> **Written request**
Copy the items from the line that has "Target: ribbed collar" through the last line of the items, swapping "brown hair" for "dark hair" and keeping every other part the same.

[Records from a dataset]
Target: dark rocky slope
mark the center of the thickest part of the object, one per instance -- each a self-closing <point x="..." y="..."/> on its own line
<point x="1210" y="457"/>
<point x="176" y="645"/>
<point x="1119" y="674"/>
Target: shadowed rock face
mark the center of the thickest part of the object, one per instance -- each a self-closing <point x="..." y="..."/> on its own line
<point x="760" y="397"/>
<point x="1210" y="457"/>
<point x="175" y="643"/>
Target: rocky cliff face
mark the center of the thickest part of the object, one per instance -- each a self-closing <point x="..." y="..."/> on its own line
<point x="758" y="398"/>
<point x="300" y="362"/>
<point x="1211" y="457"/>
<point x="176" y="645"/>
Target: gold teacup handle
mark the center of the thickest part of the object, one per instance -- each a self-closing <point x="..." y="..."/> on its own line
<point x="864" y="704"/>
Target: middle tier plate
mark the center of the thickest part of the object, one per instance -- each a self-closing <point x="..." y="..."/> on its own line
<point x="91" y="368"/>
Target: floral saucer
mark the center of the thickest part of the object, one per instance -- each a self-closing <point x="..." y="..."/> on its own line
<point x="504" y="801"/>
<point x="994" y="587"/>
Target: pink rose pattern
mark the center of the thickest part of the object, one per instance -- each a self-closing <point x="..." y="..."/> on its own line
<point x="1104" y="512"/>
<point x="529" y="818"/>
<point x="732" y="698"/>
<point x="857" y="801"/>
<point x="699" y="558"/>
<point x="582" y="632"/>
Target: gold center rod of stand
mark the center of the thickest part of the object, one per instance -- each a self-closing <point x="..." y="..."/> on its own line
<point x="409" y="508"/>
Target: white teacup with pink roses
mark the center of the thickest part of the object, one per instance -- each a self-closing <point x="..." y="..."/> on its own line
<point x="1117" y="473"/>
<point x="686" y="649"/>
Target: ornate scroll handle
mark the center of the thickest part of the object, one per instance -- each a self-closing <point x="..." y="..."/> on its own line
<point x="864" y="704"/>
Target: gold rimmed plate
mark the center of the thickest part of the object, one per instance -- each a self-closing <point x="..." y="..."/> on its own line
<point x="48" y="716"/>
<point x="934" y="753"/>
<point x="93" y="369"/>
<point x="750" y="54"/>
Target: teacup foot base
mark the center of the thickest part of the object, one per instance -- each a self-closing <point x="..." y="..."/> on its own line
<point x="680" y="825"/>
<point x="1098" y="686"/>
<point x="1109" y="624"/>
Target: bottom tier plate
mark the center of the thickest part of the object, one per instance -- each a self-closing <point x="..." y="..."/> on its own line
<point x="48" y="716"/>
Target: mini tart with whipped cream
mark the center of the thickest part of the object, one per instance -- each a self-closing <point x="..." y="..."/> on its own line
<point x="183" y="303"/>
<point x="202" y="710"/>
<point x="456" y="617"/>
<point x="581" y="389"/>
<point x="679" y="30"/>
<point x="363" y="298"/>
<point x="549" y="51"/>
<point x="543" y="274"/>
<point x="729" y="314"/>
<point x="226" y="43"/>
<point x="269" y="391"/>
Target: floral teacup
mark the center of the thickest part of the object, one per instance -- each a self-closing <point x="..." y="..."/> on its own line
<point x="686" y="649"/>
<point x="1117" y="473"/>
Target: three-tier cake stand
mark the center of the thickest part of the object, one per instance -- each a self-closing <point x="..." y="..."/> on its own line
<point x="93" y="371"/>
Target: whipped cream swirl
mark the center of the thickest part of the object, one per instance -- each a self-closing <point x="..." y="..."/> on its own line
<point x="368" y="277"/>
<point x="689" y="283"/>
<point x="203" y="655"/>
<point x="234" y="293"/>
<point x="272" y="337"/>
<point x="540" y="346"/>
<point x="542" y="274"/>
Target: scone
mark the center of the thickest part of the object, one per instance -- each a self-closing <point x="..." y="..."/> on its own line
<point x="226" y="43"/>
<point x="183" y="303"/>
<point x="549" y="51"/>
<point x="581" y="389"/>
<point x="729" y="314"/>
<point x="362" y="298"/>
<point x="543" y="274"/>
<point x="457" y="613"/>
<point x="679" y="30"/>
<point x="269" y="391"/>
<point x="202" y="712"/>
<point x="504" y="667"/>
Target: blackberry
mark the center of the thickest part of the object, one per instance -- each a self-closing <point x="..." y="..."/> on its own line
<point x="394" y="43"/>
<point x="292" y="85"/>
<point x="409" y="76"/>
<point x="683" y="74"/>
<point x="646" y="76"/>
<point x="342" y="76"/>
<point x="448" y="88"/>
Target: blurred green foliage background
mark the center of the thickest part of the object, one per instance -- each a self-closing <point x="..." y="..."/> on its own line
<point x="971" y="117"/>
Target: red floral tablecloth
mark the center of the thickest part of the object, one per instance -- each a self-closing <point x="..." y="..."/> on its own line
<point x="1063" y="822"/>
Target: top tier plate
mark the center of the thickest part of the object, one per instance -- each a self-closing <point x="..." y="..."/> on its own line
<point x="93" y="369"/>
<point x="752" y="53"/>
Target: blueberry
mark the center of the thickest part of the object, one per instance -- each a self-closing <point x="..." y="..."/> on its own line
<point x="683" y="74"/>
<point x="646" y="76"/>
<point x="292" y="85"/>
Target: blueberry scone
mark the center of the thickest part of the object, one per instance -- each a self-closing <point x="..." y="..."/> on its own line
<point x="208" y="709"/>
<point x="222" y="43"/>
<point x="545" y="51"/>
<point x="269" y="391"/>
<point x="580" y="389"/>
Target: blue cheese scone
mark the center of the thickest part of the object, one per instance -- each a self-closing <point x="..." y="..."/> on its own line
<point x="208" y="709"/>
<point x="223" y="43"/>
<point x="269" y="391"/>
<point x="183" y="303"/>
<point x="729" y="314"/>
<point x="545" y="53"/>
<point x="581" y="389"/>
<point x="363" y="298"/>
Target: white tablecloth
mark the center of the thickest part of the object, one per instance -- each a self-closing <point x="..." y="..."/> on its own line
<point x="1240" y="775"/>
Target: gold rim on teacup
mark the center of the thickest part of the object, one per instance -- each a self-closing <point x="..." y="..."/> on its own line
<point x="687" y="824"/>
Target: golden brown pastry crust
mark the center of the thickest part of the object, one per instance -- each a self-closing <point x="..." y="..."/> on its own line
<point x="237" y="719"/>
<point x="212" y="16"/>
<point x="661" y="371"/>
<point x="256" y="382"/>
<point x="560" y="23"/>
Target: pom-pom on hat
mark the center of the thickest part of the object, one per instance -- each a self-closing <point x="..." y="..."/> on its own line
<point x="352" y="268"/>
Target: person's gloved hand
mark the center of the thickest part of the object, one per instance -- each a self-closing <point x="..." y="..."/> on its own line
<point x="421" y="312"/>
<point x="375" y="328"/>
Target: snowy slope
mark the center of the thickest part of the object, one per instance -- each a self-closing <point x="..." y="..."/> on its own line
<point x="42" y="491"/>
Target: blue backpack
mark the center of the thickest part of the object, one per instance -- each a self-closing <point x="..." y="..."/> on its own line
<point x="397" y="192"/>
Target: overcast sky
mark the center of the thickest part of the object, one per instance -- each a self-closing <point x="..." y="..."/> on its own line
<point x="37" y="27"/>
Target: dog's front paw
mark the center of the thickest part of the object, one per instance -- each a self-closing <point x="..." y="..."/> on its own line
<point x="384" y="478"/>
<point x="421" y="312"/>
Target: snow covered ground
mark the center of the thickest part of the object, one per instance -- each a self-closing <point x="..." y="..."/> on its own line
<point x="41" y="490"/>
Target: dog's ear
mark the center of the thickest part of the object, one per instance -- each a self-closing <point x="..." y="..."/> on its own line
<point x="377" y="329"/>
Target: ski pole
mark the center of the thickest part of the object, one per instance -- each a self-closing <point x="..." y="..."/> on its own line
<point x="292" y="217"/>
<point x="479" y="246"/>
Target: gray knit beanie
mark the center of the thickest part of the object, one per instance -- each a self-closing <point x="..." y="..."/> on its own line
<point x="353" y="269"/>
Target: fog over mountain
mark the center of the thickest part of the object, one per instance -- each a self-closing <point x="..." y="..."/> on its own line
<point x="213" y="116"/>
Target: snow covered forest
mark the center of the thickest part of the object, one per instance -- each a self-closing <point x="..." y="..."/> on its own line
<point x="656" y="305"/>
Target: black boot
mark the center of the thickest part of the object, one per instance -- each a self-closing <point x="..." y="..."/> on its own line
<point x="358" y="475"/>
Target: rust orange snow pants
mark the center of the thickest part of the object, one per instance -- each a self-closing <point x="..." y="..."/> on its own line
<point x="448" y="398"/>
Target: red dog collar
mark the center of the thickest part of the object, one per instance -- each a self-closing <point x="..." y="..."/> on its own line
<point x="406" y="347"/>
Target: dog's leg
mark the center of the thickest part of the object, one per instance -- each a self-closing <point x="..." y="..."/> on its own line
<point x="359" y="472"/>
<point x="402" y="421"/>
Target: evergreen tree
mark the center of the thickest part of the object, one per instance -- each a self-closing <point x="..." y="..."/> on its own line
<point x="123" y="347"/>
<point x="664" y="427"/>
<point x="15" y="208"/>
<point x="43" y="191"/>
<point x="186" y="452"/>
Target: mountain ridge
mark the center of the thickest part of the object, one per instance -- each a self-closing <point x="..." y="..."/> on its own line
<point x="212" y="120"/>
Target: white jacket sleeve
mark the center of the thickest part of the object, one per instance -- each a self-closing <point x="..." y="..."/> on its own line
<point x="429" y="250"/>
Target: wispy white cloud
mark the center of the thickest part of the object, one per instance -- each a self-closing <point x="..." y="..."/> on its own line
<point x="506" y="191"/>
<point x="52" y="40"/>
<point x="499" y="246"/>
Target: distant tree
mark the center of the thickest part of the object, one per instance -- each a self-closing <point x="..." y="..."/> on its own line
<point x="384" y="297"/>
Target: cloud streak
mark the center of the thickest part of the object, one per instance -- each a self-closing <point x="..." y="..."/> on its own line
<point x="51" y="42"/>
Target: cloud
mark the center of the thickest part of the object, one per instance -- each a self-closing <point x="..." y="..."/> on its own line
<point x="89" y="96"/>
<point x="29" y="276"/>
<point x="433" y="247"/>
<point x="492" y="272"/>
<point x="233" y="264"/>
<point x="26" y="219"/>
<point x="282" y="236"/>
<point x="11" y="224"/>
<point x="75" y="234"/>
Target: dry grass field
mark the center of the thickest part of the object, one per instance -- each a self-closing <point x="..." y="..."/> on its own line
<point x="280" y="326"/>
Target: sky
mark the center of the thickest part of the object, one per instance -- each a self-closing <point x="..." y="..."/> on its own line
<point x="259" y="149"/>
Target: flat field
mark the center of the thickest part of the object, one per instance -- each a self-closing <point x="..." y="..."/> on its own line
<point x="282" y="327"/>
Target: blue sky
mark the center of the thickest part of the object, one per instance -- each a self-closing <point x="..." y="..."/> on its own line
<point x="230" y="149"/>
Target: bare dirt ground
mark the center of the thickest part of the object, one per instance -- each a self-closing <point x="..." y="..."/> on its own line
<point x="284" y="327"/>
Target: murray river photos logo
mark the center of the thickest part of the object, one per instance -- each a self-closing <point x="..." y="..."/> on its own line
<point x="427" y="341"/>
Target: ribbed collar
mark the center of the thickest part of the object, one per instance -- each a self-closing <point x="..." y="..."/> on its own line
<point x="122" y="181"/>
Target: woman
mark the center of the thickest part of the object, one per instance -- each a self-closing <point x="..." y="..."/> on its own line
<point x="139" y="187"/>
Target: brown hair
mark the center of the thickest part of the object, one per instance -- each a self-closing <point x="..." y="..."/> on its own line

> **Expected output**
Target: ribbed collar
mark the center of the thickest part of the object, one per instance -- each a self-closing <point x="..." y="..."/> on its own line
<point x="122" y="181"/>
Target: woman
mark the center of the thickest part of the object, one per instance -- each a self-closing <point x="..." y="..."/> on its own line
<point x="139" y="187"/>
Target: dark hair
mark the center of the thickest part of the object, one per instance -- each a self-closing <point x="..." y="..."/> on its own line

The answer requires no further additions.